##### Brano citato #####
Arte e Cucina: quando l’appetito vien imparando


Nozioni d’arte e quattro salti in padella: mani fredde, stomaco caldo.


Annibale Carracci, Mangiafagioli (1584-85); olio su tela, 57×68 cm. Roma, Galleria Colonna.

Quanto è bella Siena con la neve? Un incanto.
Ma quanto freddo fa a Siena con la neve? Troppo.

Questi magici giorni hanno provocato in me due reazione completamente opposte. La prima di eccitazione pari a quella di una bimba di cinque anni che vede per la prima volta la neve. La seconda di “aiuto dov’é il mio piumone, voglio tornare a casa e sdraiarmi sul termosifone”.
In ogni caso i miei pranzi e le mie cene di questi giorni sono stati gli stessi che avrebbero servito in ospedale ad una nonnina morente. Brodini, zuppe, minestrine… Qualunque cosa mi scaldasse lo stomaco.

E allora visto che siamo in tema, o meglio visto che per altri giorni ancora non mangerò altro, ecco a voi un’opera e una ricetta perfettamente in tema.


La storia dell’opera

Stiamo parlando del “Mangiatore di fagioli” o “Mangiafagioli” di Annibale Carracci. Il dipinto realizzato intorno al 1584, fa giungere a noi sue notizie non prima del 1679 quando viene acquistato dal cardinale Lazzaro Pallavicini.

All’epoca, e fino a metà ‘900, non si era certi dell’appartenenza di tale dipinto al pittore. Essendo diverso dal suo stile principale, si era pensato fosse del Gobbo dei Carracci o di Bartolomeo Passarotti, che all’epoca realizzava dipinti dai soggetti vicini a quelli del Mangiafagioli. Ma tutta questione si è facilmente risolta con il ritrovamento del “quadrotto” preparatorio, firmato da Annibale, che ora si trova agli Uffizi.


L’opera

L’opera raffigura un popolano, in una taverna, mentre si sazia con cibi molto poveri. L’uomo è certamente un contadino, indossa abiti tipici del ceto, e un cappello di paglia per ripararsi dal sole. Davanti a lui, sul tavolo, troviamo pane, cipolle e una torta salata ai funghi. Ma ciò di cui si sta nutrendo, nell’esatto momento in cui facciamo irruzione davanti a lui, è una ciotola di minestra di fagioli.
##### Righe fornite #####
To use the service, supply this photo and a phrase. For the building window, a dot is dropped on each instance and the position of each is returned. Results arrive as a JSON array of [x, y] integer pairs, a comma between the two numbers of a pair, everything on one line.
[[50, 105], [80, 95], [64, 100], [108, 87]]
#####
##### Righe fornite #####
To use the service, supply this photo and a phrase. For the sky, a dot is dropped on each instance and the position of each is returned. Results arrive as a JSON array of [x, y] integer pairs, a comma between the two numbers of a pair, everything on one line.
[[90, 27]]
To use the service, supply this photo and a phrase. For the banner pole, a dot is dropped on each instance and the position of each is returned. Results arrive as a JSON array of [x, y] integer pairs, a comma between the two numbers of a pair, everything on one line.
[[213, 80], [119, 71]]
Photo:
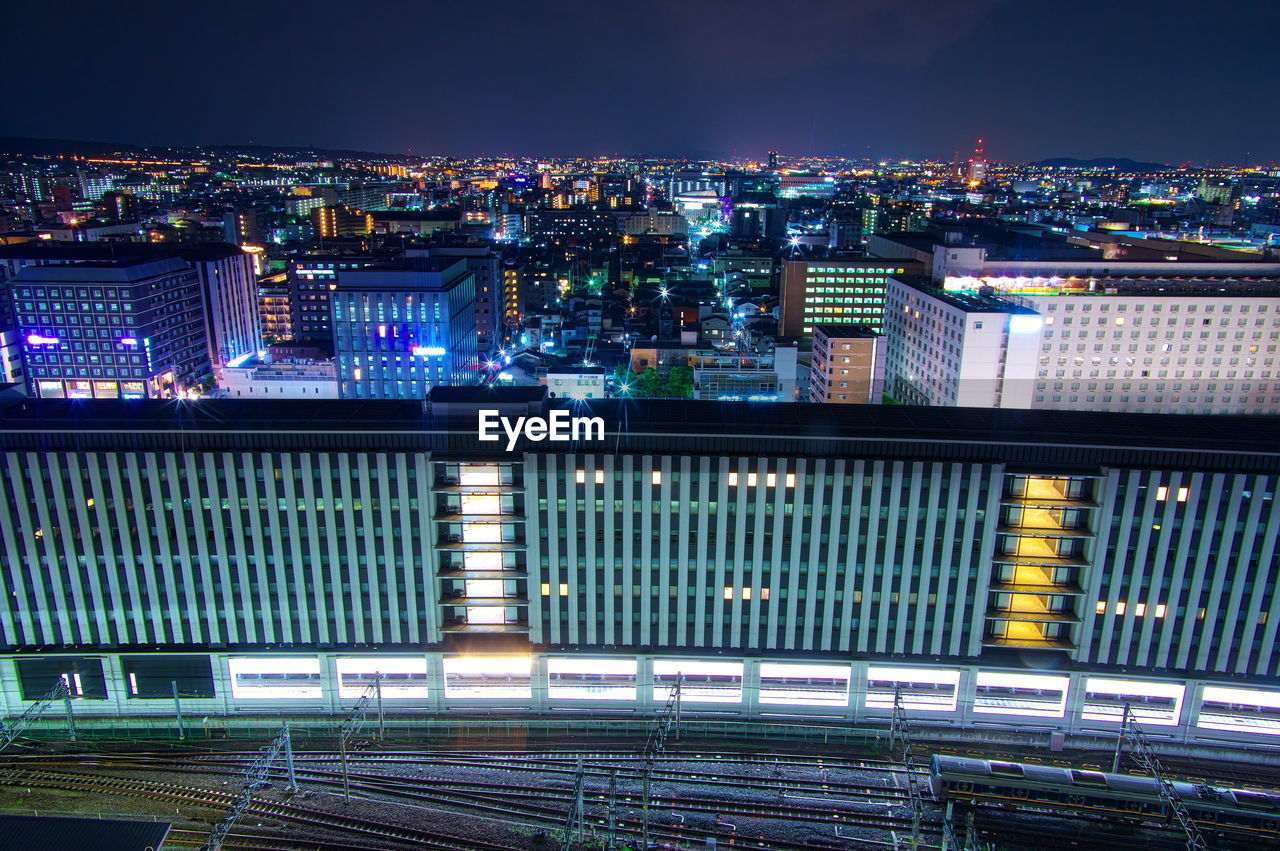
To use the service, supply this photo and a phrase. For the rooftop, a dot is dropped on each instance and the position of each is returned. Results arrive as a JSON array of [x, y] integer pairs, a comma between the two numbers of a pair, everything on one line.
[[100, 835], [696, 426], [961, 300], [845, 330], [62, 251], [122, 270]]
#####
> Compiti:
A – In base al brano citato, spiega in una-tre frasi perché fino a metà Novecento non si era certi che il Mangiafagioli fosse di Annibale Carracci e in che modo il dubbio è stato risolto.
B – Filtra le righe e riporta tutte quelle che contengono la stringa "pole", distinguendo tra maiuscole e minuscole.

> Risultati in ordine:
A – Il dipinto era diverso dallo stile principale di Annibale, perciò si era pensato che fosse del Gobbo dei Carracci o di Bartolomeo Passarotti, che all'epoca dipingeva soggetti simili. La questione si è risolta con il ritrovamento del "quadrotto" preparatorio firmato da Annibale, oggi agli Uffizi.

B –
To use the service, supply this photo and a phrase. For the banner pole, a dot is dropped on each instance and the position of each is returned. Results arrive as a JSON array of [x, y] integer pairs, a comma between the two numbers of a pair, everything on one line.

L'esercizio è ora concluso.